TASK INPUTS section start
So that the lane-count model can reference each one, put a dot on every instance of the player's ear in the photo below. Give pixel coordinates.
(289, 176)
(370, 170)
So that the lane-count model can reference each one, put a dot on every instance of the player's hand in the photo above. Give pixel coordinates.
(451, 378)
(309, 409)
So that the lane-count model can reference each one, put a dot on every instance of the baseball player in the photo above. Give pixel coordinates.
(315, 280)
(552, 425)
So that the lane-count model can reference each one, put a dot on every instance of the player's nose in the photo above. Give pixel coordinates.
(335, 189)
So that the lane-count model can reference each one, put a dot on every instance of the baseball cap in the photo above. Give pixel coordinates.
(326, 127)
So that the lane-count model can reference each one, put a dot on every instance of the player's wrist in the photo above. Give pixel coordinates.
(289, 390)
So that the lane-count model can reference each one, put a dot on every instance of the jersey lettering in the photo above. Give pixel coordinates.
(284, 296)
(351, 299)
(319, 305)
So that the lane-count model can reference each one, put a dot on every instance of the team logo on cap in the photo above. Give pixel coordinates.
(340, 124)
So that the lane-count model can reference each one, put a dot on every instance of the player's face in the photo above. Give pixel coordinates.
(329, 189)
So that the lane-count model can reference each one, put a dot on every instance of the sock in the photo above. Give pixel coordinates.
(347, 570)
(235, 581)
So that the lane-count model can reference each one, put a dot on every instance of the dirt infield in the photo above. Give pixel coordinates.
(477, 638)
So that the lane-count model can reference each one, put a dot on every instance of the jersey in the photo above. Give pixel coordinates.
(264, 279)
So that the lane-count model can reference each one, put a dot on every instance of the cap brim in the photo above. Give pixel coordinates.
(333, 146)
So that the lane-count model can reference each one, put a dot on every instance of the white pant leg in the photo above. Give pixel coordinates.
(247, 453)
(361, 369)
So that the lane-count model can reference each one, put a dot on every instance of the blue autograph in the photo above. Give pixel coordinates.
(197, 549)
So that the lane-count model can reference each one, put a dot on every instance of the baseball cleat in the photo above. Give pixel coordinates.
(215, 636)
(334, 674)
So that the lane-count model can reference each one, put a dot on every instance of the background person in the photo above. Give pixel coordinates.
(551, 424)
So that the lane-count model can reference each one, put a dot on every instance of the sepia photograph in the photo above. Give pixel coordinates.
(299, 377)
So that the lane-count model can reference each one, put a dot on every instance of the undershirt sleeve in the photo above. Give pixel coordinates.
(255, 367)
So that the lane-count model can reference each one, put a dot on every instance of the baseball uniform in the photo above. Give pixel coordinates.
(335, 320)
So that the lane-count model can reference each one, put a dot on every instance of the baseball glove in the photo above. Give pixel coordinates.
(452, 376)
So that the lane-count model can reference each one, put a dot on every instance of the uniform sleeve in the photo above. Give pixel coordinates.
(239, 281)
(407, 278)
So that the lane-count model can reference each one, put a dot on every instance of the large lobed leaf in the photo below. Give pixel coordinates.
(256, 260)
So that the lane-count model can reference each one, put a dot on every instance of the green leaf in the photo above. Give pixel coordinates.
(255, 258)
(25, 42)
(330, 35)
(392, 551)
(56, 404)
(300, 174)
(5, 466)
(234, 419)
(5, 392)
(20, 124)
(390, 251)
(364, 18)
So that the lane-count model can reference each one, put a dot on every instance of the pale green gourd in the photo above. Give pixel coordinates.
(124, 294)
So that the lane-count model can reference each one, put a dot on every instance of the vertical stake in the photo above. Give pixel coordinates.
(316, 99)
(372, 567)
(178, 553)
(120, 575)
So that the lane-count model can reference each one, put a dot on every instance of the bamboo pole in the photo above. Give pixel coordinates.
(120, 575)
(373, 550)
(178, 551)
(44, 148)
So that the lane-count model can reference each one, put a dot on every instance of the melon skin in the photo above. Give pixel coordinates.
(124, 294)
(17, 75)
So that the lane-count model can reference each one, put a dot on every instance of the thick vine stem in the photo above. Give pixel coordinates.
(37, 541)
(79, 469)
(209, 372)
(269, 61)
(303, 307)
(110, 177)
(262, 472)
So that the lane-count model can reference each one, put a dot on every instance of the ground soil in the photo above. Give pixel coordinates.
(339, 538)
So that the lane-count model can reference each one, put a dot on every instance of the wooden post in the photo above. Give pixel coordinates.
TASK INPUTS section end
Nothing but the lines from the one containing "leaf in the photo above. Give pixel coordinates." through the last line of the listing should be output, each exactly as written.

So that the lane-count model can reference each one, put a dot on every instance of the green leaf in the photo above. Give pixel coordinates.
(255, 258)
(25, 42)
(330, 35)
(392, 551)
(56, 404)
(300, 174)
(5, 466)
(234, 419)
(5, 392)
(20, 124)
(390, 251)
(364, 18)
So that the lane-count model can reference each one, put a dot on every instance of the pale green gourd in the photo above. Give pixel coordinates.
(124, 294)
So that the lane-count model can reference each one, put a dot on every instance of the vertical stake in the photo above. Give pixel coordinates.
(316, 99)
(372, 567)
(178, 553)
(120, 575)
So that the lane-count model can reference each one, put a dot on every instance of the bamboo pole in the photo above. Give pixel coordinates.
(120, 575)
(373, 550)
(178, 551)
(44, 148)
So that the lane-count model can reference each one, put a dot on every instance of the melon skin in the photo above. Give pixel coordinates.
(124, 294)
(17, 75)
So that the lane-count model can reference each one, put a dot on every instance of the thick vine stem in the photo above. Give pixel coordinates.
(37, 541)
(79, 469)
(209, 372)
(269, 61)
(303, 307)
(110, 177)
(262, 472)
So that the lane-count model can reference each one, put a dot on every instance of the ground soil in the photo above. Give pixel coordinates.
(339, 538)
So that the lane-count model can reference each one, put a dot on every instance of the wooden post in the photo above. Give pixel coordinates.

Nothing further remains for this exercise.